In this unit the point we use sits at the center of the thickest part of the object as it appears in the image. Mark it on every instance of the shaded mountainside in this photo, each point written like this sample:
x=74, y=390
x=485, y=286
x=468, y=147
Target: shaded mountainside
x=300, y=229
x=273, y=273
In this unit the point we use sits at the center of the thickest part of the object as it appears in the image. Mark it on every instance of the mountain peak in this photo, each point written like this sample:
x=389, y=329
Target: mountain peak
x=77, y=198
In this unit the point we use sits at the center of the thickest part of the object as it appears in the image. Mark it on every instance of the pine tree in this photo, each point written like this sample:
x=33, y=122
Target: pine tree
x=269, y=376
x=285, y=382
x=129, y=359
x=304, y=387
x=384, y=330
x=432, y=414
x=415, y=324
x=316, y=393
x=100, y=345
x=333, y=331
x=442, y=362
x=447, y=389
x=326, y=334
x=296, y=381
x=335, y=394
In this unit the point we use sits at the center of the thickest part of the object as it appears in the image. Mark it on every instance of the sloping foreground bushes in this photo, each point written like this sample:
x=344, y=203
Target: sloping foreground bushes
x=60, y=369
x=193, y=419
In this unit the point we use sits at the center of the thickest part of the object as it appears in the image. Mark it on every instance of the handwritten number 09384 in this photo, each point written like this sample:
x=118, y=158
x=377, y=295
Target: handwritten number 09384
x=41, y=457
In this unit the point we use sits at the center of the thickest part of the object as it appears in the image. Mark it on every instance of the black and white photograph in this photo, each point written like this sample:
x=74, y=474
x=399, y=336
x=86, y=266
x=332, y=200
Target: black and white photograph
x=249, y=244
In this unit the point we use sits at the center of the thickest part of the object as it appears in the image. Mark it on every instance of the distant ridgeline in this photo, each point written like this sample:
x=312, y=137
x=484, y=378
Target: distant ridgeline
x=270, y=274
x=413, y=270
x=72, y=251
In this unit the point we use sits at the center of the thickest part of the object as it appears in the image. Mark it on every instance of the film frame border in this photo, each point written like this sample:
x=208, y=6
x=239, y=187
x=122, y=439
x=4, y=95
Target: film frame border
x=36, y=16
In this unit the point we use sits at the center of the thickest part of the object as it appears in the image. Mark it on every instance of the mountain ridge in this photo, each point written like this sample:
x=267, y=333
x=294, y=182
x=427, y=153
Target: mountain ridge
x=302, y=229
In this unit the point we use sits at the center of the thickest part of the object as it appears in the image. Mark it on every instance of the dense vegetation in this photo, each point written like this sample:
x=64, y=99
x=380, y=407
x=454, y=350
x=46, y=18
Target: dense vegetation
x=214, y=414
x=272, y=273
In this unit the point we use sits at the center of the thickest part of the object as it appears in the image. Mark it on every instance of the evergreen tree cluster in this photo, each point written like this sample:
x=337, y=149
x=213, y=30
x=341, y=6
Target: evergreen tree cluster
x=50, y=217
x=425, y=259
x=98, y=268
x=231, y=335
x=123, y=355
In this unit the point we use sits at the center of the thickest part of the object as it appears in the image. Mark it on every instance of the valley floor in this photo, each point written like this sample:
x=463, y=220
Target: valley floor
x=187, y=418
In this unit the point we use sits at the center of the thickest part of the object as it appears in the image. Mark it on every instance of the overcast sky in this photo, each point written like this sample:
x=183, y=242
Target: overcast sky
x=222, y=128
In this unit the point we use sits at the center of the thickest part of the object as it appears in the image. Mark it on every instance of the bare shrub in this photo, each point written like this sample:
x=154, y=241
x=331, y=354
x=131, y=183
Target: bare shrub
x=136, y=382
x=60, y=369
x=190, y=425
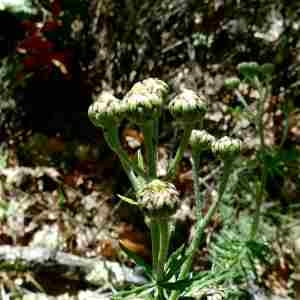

What needs to be done –
Reproduce exactly and only the lines from the line that contains "x=337, y=149" to the end of the data above, both ends included. No pictures go in the copy.

Answer to this task –
x=337, y=149
x=213, y=30
x=341, y=6
Target: evergreen tree cluster
x=50, y=217
x=425, y=259
x=98, y=268
x=231, y=335
x=123, y=355
In this unit the point we use sits at the center of the thickest part of the object as it appears in the image. Mark it on every instance of the valley floor in this photo, each point written like this sample:
x=463, y=220
Target: valley floor
x=187, y=418
In this unit the point we use sits at the center of the thickest part of the object as it appears in the image. Mark it on every instance of the overcast sky in this photo, each point written like this sample:
x=183, y=242
Target: overcast sky
x=222, y=128
In this unit the point we use sits at the center of the thickest part of the object as it appears in the image. Mark it on every instance of the bare shrub in this photo, each point written like this sample:
x=154, y=241
x=331, y=354
x=131, y=183
Target: bare shrub
x=136, y=382
x=60, y=369
x=190, y=425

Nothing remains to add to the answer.